List of tasks ▸
- a) In the passage about educators changing the system, what does any system depend on?
- b) Reproduce the part of the passage about educators changing the system that opens with the words containing "As you set about" and closes with "organised and managed?".
- c) Carry on the passage about educators changing the system from the point where it stops.

If you’ve read this far and feel, like many I imagine, that this is something that can only be addressed ‘at the top‘ (i.e. by the Ministry or Government), and that there’s nothing you can do from your position as a teacher, parent or even as a student, then don’t despair, you’re not alone. Truth is, any system depends on the stability of its foundations and is effective in ensuring they remain in tact and unquestioned as bureaucracies work to establish their services upon them. Add to that the impact of short-term political cycles and its inevitable that the ‘big issues’ seldom get addressed.

But don’t despair altogether – I strongly believe that it is possible for educators to begin to make the changes that matter, even when the ‘bigger picture’ can feel overwhelming. In fact, there are plenty of examples of individual educators, leaders and schools that are already ‘bucking the system’ to ensure the programmes they offer, the services they provide and the relationships they establish are not dependent on the ‘feet of clay’ foundations that exist.

As you set about designing the settings and experiences to engage your learners in learning (not schooling), consider some of the questions below to guide your thinking and challenge yourself to engage in some radical experimentation that will benefit your learners in the long term.

  • Who is ‘driving the learning’ in my context? Who is involved in making the decisions about what is learned, how it is learned and who the learning is done with?
  • What is informing the decisions made in my context about how learners are organised, who is responsible for them and how their time is organised and managed?
  • How authentic are my relationships with parents/whānau and community? Is there a genuine sense of partnership involved? If so, what sustains this?
  • What does success in learning look like for my learners? Who decides? Is the process understood by everyone involved? Who is responsible for the measures of success, and for maintaining a record of learning for each learner?

Data extracts ▸
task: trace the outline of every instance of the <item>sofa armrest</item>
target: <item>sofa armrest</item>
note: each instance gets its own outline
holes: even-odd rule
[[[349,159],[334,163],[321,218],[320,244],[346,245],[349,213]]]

Answers by item number ▸
- a) The stability of its foundations.

- b)
As you set about designing the settings and experiences to engage your learners in learning (not schooling), consider some of the questions below to guide your thinking and challenge yourself to engage in some radical experimentation that will benefit your learners in the long term.

  • Who is ‘driving the learning’ in my context? Who is involved in making the decisions about what is learned, how it is learned and who the learning is done with?
  • What is informing the decisions made in my context about how learners are organised, who is responsible for them and how their time is organised and managed?

- c)
  • If I’m not physically present (in my school/classroom) for a period of time, who takes responsibility for continuing the teaching and learning? How do they know what is involved and what needs to be done? How do I design learning to account for this?

The responses to each of these questions will inevitably lead to an examination of motive, and the need to answer “am I simply conforming to established practice, or am I pushing the boundaries and challenging the traditional foundations of practice in ways that need to be challenged?” In this way each of us can take responsibility for things that will, in their own way, contribute to a strengthening and eventual re-casting of the foundations of our practice and of our system as a whole.

One thought on “Feet of Clay

  1. Kia ora Derek
    As always, great provocation. I liken this to a concept that economists use when they discuss variables that will often shift one way but not the other. They describe things as ‘sticky’. So for example once a ‘market price’ for something has gone up, it’s hard to make it go down, it is ‘sticky’. Similarly with educational change, except that current conditions are the ‘sticky’ part, whether it be industrial conditions, or ITE paradigms, or the paradigms of those already working in the sector.